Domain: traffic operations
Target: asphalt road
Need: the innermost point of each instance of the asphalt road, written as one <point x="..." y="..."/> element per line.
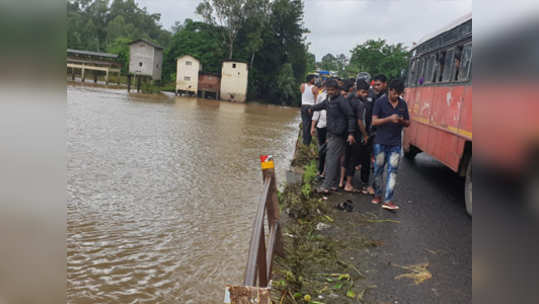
<point x="431" y="230"/>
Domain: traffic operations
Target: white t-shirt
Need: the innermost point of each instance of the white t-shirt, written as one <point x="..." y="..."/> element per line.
<point x="320" y="115"/>
<point x="307" y="97"/>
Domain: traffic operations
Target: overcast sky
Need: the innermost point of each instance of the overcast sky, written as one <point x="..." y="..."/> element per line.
<point x="337" y="26"/>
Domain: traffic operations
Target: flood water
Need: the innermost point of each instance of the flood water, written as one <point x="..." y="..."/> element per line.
<point x="162" y="194"/>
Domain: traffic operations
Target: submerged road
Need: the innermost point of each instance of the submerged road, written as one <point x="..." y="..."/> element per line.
<point x="428" y="242"/>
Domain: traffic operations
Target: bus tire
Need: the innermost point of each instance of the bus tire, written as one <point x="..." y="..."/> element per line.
<point x="411" y="153"/>
<point x="468" y="188"/>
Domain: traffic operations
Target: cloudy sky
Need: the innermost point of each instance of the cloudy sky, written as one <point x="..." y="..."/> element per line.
<point x="337" y="26"/>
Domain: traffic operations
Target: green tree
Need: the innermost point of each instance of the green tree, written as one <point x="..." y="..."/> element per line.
<point x="329" y="62"/>
<point x="197" y="39"/>
<point x="227" y="14"/>
<point x="379" y="57"/>
<point x="287" y="85"/>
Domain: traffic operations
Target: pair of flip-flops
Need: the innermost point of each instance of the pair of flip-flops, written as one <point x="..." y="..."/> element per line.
<point x="346" y="206"/>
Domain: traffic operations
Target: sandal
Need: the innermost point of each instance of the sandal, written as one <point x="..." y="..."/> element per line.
<point x="322" y="191"/>
<point x="345" y="206"/>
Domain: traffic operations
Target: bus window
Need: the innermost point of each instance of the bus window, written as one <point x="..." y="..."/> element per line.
<point x="421" y="72"/>
<point x="465" y="69"/>
<point x="412" y="73"/>
<point x="429" y="70"/>
<point x="457" y="63"/>
<point x="448" y="66"/>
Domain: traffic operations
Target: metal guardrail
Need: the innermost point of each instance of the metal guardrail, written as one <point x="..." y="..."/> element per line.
<point x="256" y="285"/>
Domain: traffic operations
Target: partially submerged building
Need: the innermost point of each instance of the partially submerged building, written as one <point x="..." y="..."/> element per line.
<point x="145" y="59"/>
<point x="234" y="75"/>
<point x="98" y="63"/>
<point x="187" y="74"/>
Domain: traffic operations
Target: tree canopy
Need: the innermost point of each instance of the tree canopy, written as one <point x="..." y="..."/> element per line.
<point x="269" y="35"/>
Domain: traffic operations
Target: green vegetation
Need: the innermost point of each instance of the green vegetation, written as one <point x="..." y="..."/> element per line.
<point x="268" y="35"/>
<point x="372" y="56"/>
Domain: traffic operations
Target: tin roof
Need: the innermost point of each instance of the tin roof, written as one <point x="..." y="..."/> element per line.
<point x="147" y="42"/>
<point x="90" y="53"/>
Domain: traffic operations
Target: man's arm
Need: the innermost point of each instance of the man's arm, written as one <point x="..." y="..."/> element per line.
<point x="381" y="121"/>
<point x="319" y="106"/>
<point x="346" y="108"/>
<point x="405" y="121"/>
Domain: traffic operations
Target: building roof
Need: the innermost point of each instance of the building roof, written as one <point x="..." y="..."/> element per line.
<point x="449" y="27"/>
<point x="90" y="53"/>
<point x="188" y="56"/>
<point x="237" y="61"/>
<point x="147" y="42"/>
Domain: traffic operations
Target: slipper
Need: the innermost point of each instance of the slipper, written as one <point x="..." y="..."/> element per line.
<point x="345" y="206"/>
<point x="322" y="191"/>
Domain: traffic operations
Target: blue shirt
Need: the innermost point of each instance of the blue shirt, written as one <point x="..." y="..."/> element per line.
<point x="389" y="133"/>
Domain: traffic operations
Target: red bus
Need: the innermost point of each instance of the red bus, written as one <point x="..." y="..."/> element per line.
<point x="439" y="96"/>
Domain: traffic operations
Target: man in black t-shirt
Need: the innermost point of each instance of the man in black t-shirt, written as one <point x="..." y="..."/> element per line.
<point x="389" y="115"/>
<point x="378" y="90"/>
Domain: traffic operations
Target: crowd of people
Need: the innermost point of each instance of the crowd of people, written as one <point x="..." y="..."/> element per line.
<point x="358" y="122"/>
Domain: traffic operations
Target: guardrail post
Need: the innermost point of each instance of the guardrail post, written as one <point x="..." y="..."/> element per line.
<point x="268" y="171"/>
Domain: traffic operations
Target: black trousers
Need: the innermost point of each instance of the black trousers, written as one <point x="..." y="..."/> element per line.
<point x="352" y="155"/>
<point x="306" y="119"/>
<point x="322" y="147"/>
<point x="365" y="160"/>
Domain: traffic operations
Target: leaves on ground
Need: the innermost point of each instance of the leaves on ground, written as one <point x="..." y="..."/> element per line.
<point x="419" y="272"/>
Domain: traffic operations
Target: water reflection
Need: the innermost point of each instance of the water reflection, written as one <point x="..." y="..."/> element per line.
<point x="161" y="193"/>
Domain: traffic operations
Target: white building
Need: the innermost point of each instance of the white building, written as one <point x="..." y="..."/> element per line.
<point x="187" y="68"/>
<point x="145" y="59"/>
<point x="234" y="81"/>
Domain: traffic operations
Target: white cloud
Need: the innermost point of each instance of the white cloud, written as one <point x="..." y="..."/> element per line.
<point x="337" y="26"/>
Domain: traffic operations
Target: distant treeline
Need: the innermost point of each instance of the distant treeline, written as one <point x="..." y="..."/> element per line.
<point x="266" y="34"/>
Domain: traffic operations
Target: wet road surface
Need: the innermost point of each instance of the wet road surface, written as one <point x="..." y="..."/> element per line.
<point x="430" y="237"/>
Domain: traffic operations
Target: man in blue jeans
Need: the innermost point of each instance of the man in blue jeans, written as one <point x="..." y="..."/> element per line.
<point x="389" y="115"/>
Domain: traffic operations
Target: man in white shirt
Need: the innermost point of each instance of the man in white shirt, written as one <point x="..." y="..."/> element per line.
<point x="308" y="98"/>
<point x="318" y="126"/>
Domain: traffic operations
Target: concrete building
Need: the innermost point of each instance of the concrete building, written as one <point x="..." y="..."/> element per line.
<point x="187" y="69"/>
<point x="234" y="81"/>
<point x="98" y="63"/>
<point x="209" y="83"/>
<point x="145" y="59"/>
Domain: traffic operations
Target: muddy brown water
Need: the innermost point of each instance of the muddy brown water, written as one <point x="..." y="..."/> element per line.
<point x="161" y="193"/>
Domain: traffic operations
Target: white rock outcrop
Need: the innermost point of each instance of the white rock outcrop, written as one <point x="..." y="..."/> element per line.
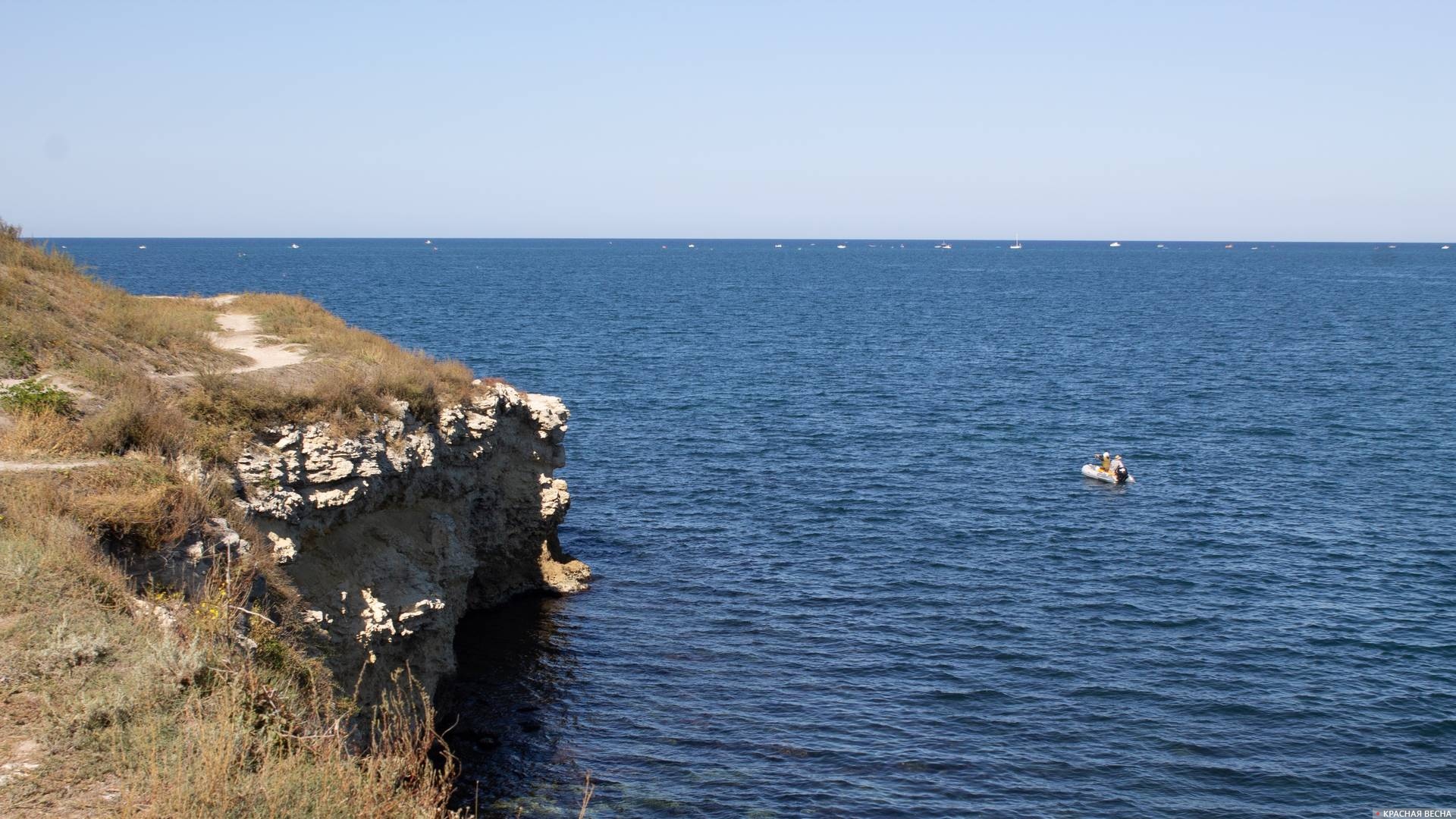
<point x="395" y="534"/>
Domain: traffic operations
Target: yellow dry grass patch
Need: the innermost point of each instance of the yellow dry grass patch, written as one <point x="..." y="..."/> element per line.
<point x="146" y="720"/>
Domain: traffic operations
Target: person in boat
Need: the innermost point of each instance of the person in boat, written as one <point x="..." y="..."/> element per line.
<point x="1119" y="469"/>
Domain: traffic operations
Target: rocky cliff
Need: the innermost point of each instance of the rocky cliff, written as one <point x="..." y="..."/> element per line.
<point x="392" y="535"/>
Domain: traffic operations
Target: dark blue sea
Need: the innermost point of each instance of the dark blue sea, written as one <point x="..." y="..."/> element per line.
<point x="846" y="563"/>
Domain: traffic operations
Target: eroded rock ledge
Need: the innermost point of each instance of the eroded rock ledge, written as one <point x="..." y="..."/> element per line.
<point x="395" y="534"/>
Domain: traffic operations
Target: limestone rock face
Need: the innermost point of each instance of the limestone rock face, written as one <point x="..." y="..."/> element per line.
<point x="395" y="534"/>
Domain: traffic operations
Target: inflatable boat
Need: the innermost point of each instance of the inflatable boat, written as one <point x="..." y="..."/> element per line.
<point x="1100" y="474"/>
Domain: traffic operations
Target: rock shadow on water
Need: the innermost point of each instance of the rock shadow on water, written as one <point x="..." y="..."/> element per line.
<point x="504" y="710"/>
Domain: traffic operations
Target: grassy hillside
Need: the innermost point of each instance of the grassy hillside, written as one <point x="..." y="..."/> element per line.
<point x="133" y="700"/>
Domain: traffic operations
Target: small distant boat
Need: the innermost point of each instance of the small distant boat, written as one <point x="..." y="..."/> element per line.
<point x="1098" y="474"/>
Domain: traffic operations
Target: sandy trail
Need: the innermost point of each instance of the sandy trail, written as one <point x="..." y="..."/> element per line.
<point x="240" y="334"/>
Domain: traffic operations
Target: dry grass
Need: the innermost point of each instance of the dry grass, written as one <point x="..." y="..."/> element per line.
<point x="381" y="369"/>
<point x="136" y="502"/>
<point x="55" y="315"/>
<point x="145" y="720"/>
<point x="136" y="719"/>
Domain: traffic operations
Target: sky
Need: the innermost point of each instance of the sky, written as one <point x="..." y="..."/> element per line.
<point x="1253" y="121"/>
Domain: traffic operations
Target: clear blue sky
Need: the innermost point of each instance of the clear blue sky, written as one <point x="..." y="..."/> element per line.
<point x="839" y="120"/>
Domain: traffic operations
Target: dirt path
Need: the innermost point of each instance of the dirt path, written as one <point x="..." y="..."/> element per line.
<point x="46" y="465"/>
<point x="240" y="334"/>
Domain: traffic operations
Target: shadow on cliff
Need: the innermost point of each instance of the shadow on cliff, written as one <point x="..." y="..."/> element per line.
<point x="504" y="707"/>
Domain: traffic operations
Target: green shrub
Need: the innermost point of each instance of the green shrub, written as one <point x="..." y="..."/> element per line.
<point x="36" y="397"/>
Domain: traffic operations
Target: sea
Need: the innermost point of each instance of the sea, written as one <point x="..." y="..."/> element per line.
<point x="846" y="563"/>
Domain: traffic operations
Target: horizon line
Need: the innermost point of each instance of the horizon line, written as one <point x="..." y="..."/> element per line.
<point x="755" y="240"/>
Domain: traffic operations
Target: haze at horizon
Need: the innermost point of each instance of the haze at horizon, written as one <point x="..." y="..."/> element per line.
<point x="1130" y="121"/>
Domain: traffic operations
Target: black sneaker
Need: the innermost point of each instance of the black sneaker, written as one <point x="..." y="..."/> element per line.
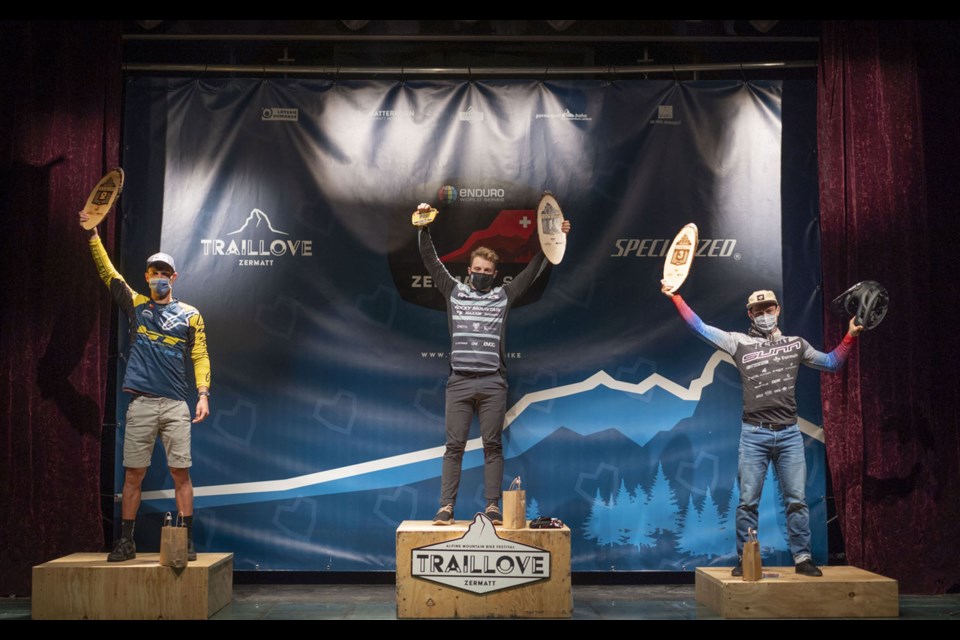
<point x="807" y="568"/>
<point x="445" y="515"/>
<point x="493" y="512"/>
<point x="123" y="549"/>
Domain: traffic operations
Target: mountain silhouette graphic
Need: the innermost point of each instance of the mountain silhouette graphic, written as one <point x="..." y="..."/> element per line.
<point x="511" y="234"/>
<point x="260" y="220"/>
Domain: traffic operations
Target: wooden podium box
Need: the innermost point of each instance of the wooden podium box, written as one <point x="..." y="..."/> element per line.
<point x="419" y="597"/>
<point x="842" y="592"/>
<point x="84" y="586"/>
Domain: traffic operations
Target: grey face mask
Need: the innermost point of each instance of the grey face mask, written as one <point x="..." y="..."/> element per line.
<point x="481" y="281"/>
<point x="766" y="322"/>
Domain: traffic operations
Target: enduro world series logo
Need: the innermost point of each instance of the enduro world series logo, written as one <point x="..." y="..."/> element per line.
<point x="481" y="561"/>
<point x="472" y="213"/>
<point x="257" y="243"/>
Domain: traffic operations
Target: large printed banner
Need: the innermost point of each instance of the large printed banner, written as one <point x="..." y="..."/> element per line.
<point x="287" y="203"/>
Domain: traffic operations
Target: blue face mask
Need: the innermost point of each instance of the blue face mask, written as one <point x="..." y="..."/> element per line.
<point x="160" y="286"/>
<point x="766" y="322"/>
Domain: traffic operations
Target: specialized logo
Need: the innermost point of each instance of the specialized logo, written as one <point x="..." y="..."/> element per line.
<point x="256" y="243"/>
<point x="665" y="115"/>
<point x="658" y="248"/>
<point x="470" y="115"/>
<point x="277" y="113"/>
<point x="772" y="352"/>
<point x="481" y="561"/>
<point x="566" y="114"/>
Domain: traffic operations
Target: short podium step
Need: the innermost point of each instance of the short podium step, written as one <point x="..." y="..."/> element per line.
<point x="842" y="592"/>
<point x="86" y="586"/>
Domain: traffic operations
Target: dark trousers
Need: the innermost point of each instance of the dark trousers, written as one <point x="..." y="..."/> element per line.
<point x="486" y="397"/>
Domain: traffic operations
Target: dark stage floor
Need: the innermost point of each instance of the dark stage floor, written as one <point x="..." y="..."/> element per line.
<point x="591" y="602"/>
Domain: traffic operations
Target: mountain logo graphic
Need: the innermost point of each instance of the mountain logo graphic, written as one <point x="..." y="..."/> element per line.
<point x="260" y="220"/>
<point x="255" y="243"/>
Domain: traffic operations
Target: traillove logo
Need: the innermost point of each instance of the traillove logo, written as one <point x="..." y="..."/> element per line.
<point x="481" y="561"/>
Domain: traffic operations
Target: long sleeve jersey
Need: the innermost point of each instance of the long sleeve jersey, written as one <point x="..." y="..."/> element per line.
<point x="162" y="337"/>
<point x="767" y="365"/>
<point x="477" y="319"/>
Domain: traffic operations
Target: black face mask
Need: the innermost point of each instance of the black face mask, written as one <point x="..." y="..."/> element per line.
<point x="481" y="281"/>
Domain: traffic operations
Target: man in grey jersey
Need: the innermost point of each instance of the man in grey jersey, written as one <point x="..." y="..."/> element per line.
<point x="476" y="315"/>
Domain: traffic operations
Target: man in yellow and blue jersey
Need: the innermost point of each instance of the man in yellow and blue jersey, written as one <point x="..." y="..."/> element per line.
<point x="165" y="334"/>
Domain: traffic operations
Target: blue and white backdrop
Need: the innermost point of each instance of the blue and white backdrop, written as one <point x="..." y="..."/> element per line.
<point x="287" y="203"/>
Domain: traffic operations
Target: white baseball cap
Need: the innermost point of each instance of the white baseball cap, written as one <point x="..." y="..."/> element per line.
<point x="165" y="258"/>
<point x="763" y="296"/>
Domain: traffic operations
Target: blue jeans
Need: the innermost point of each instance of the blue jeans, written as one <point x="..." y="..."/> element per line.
<point x="758" y="448"/>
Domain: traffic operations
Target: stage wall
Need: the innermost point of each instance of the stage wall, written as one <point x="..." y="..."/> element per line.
<point x="287" y="204"/>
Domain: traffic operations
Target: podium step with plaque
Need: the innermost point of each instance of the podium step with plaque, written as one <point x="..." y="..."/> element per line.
<point x="842" y="592"/>
<point x="473" y="569"/>
<point x="84" y="586"/>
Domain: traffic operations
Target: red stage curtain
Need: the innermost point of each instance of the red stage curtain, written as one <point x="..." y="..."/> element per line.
<point x="887" y="130"/>
<point x="60" y="103"/>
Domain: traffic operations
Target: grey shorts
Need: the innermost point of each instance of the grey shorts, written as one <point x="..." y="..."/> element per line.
<point x="148" y="418"/>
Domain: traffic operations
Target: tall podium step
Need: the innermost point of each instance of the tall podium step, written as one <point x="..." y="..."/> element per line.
<point x="472" y="569"/>
<point x="842" y="592"/>
<point x="84" y="586"/>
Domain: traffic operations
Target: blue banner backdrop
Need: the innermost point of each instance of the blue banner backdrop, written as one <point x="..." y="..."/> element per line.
<point x="287" y="204"/>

────────────────

→ Exercise requirements:
Beginning at the line that has "Target: haze at horizon" and ending at the line that has "Target: specialized logo", restate the listing above word for word, pictures left out.

→ Response area:
Target: haze at horizon
Need: the innermost point of each instance of the haze at horizon, written as one <point x="..." y="..."/> element per line.
<point x="1130" y="121"/>
Domain: traffic operations
Target: black sneaker
Need: the innermost point of each instance of the black sneaker, written as one <point x="..." y="..."/> element per line.
<point x="807" y="568"/>
<point x="445" y="515"/>
<point x="493" y="512"/>
<point x="123" y="549"/>
Domain: traffic operations
Target: mountain silhouette graphic
Need: the innermost point of each instance of the mountain silhouette graphic, written as one <point x="..." y="..."/> element per line.
<point x="511" y="234"/>
<point x="260" y="220"/>
Domain: traffic operations
Target: wooden podium box
Need: the innermost point of each instance of the wooden podium box, written as one <point x="..." y="..."/> element per line.
<point x="419" y="597"/>
<point x="842" y="592"/>
<point x="84" y="586"/>
Domain: traffic operations
Target: grey face mask
Need: the innermost point of each instance of the grey face mask, written as one <point x="..." y="..."/> element per line.
<point x="481" y="281"/>
<point x="766" y="322"/>
Domain: traffic operations
Target: enduro world series logo
Need: the innermost point of each instance of the enduro world series logo, written as one <point x="..." y="..."/> element per line.
<point x="481" y="561"/>
<point x="472" y="213"/>
<point x="257" y="243"/>
Domain: traffic operations
Target: large printed banner
Need: the innermost point of each instance of the large printed banner, written as one <point x="..." y="..."/> element per line.
<point x="287" y="203"/>
Domain: traffic operations
Target: blue face mask
Need: the innermost point of each instance of the blue face mask, written as one <point x="..." y="..."/> element per line.
<point x="160" y="286"/>
<point x="766" y="322"/>
Domain: traffic operations
Target: specialized logo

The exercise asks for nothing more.